§ **TASK**: Quote the records verbatim, starting at their first line and ending at the line that contains "x=252, y=489", with both ends included. Leave the pictures out of your answer.

§ **MATERIAL**:
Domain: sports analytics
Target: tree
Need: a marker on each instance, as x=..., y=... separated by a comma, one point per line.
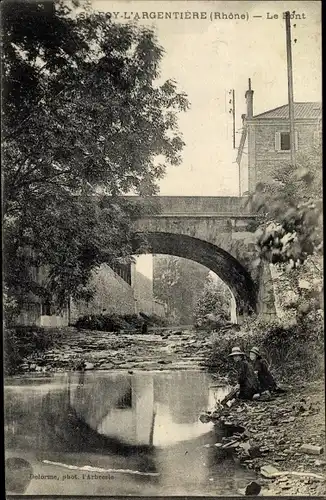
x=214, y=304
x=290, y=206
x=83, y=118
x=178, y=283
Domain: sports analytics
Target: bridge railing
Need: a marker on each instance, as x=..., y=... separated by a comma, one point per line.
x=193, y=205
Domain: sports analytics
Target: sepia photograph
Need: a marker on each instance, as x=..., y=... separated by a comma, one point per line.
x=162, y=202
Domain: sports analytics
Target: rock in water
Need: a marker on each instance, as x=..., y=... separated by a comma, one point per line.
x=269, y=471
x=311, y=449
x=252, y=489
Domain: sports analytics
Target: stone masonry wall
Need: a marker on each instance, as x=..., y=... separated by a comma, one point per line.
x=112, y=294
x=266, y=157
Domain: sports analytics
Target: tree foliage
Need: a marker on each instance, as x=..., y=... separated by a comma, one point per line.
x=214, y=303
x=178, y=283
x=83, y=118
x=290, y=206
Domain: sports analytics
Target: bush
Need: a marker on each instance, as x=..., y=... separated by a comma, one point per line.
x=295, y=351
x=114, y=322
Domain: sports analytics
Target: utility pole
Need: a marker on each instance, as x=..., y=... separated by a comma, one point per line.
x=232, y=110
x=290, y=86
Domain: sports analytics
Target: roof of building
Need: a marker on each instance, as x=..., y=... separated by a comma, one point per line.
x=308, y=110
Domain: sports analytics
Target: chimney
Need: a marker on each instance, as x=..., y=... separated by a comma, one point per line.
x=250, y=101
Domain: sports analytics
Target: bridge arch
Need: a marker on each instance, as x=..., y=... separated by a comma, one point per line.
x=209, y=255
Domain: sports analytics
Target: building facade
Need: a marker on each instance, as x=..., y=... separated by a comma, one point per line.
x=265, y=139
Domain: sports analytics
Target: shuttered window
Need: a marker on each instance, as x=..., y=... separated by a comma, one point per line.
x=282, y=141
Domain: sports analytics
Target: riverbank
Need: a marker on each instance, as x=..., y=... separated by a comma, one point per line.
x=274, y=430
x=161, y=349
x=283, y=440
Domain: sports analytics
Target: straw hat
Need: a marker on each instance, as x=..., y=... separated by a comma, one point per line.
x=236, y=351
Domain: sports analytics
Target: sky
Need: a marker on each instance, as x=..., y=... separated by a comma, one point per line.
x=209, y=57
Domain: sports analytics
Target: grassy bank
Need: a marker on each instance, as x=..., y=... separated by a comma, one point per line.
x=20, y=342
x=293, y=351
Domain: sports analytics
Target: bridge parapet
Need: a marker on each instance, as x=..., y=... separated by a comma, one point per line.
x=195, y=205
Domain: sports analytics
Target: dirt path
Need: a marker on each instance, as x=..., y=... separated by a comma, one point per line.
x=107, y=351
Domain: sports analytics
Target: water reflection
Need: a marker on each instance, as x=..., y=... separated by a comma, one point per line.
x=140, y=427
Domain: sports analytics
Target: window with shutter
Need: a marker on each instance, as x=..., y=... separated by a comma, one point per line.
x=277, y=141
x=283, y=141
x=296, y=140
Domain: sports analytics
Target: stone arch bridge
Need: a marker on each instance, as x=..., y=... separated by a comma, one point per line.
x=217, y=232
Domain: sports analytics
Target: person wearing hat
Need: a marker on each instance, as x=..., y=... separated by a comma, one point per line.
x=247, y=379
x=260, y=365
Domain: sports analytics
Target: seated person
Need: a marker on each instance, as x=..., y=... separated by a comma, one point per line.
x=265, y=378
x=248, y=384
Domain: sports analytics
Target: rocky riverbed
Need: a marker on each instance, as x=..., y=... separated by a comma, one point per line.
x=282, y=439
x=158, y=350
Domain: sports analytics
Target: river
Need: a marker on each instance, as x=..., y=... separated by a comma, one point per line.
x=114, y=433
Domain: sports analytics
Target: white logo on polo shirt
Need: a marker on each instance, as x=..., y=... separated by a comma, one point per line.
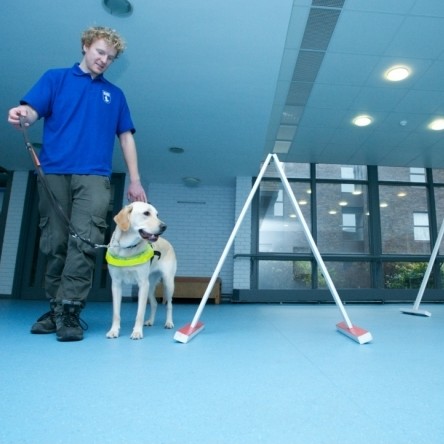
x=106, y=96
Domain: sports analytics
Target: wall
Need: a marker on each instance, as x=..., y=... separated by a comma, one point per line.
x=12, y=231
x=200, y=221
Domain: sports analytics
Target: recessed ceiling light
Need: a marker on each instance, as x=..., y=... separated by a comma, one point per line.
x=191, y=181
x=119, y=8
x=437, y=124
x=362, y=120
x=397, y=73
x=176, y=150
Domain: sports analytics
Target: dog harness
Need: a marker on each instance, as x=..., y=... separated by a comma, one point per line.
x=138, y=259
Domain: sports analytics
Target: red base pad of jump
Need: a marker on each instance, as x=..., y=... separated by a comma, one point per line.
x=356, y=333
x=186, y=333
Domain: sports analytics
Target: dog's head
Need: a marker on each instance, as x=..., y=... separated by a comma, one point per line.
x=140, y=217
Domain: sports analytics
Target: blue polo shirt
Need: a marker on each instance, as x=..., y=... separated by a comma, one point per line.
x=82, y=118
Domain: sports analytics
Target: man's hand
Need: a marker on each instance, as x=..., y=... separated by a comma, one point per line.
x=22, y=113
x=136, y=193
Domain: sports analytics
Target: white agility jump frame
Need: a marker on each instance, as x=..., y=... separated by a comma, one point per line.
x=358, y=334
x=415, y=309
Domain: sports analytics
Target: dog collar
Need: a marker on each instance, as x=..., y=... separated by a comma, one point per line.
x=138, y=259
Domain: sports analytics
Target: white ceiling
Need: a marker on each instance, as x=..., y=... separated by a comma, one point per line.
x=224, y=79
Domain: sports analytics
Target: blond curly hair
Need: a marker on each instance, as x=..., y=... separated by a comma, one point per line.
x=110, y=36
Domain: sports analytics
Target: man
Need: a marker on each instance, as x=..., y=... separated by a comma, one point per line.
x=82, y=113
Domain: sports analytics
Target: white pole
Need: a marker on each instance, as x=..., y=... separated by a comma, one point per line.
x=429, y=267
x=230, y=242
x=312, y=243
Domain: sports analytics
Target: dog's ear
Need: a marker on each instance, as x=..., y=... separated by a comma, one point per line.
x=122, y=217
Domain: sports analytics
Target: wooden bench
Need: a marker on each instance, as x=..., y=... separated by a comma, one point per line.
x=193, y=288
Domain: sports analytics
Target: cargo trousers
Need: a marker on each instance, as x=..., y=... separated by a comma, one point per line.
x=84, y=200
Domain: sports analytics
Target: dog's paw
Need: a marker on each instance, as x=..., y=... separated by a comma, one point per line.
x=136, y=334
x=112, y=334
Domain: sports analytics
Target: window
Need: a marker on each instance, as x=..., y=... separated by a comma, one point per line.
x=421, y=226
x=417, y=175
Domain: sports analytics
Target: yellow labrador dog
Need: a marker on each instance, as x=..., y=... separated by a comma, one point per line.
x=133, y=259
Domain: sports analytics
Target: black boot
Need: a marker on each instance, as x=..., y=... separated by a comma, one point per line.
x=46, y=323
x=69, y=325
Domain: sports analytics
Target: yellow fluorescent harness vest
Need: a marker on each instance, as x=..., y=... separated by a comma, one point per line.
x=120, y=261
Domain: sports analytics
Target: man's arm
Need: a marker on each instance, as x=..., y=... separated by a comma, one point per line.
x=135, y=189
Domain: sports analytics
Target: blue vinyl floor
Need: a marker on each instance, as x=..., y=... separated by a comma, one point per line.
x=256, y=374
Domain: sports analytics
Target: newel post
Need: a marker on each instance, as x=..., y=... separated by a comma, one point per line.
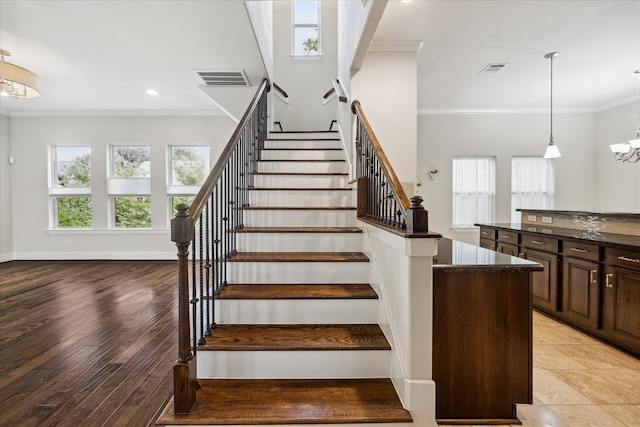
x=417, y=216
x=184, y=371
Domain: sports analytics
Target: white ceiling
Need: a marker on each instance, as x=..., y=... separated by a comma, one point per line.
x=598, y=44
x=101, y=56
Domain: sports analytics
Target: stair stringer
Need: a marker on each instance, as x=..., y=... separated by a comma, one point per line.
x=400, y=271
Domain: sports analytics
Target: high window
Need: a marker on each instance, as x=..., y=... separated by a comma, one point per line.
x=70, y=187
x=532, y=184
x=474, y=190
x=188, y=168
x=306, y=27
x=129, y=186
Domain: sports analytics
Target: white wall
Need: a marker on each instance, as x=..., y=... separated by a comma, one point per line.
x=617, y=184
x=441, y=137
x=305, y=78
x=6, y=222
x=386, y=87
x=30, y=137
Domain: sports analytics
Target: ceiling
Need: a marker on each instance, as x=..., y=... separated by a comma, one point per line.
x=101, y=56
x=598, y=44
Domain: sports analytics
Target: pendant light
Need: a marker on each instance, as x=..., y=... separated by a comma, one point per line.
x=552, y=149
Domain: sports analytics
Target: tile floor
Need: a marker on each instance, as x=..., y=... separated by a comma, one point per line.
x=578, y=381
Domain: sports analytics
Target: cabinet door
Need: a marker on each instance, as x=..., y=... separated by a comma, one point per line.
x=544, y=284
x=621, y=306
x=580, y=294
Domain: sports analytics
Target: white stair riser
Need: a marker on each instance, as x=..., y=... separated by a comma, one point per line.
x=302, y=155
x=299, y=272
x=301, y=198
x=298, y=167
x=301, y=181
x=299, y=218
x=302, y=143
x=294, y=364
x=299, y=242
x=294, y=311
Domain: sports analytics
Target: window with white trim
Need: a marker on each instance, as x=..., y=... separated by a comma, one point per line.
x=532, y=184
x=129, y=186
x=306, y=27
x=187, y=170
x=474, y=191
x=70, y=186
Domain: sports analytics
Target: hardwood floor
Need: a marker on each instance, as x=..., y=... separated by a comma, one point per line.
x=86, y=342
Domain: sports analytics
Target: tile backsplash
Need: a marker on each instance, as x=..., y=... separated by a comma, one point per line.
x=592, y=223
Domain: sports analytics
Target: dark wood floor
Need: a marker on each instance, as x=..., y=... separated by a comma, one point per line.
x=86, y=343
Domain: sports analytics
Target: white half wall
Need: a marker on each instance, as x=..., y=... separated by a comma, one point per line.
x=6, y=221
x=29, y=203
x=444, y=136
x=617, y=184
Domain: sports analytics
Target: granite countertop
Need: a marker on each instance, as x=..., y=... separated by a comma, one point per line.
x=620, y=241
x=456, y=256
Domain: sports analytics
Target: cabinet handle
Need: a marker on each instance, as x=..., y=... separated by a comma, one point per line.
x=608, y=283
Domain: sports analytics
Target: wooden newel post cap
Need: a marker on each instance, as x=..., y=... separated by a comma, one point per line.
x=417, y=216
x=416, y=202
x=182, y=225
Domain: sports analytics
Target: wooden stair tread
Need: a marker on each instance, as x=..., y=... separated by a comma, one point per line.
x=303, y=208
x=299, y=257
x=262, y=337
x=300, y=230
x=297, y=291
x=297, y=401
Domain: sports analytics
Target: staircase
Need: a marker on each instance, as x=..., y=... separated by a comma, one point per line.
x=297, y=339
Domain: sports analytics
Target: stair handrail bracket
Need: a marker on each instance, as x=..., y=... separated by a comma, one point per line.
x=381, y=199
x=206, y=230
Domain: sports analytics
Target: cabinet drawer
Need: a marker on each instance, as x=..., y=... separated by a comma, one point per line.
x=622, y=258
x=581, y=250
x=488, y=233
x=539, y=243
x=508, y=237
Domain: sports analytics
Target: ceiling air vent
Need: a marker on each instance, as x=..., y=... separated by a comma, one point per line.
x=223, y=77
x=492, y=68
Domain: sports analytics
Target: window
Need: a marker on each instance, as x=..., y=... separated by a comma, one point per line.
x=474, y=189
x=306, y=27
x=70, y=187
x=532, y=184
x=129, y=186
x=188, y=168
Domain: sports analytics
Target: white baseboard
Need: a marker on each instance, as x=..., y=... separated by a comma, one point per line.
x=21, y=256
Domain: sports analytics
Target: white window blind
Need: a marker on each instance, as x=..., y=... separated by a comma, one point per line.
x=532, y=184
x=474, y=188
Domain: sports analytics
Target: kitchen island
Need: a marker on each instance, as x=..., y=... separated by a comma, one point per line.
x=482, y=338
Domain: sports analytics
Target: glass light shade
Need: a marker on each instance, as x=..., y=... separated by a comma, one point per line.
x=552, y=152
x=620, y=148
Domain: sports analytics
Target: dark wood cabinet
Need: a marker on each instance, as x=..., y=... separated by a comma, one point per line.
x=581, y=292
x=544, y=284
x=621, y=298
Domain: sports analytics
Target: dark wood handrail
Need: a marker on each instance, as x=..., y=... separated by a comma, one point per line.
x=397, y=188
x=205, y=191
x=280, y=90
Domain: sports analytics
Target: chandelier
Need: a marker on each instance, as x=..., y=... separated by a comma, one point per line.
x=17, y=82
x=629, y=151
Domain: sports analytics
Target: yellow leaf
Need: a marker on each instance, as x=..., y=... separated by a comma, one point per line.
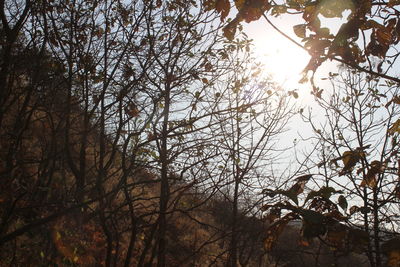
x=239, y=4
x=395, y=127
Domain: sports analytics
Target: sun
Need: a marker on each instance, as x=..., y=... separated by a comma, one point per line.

§ **TASK RESPONSE**:
Domain: sports analytics
Target: tree
Need: a marker on each instance, as x=..., y=... separated by a comma, one point per line.
x=214, y=304
x=290, y=206
x=83, y=118
x=178, y=283
Domain: sports analytics
Target: bridge railing
Need: a marker on each instance, as x=..., y=... separated by a comma, one point per line.
x=193, y=205
Domain: sports analytics
Target: sepia photograph
Need: a marker on each instance, as x=..., y=... separated by a comma, one point per line.
x=162, y=202
Domain: sports analytics
Target: rock in water
Need: a marker on each instance, as x=..., y=... separated by a comma, one point per line.
x=269, y=471
x=311, y=449
x=252, y=489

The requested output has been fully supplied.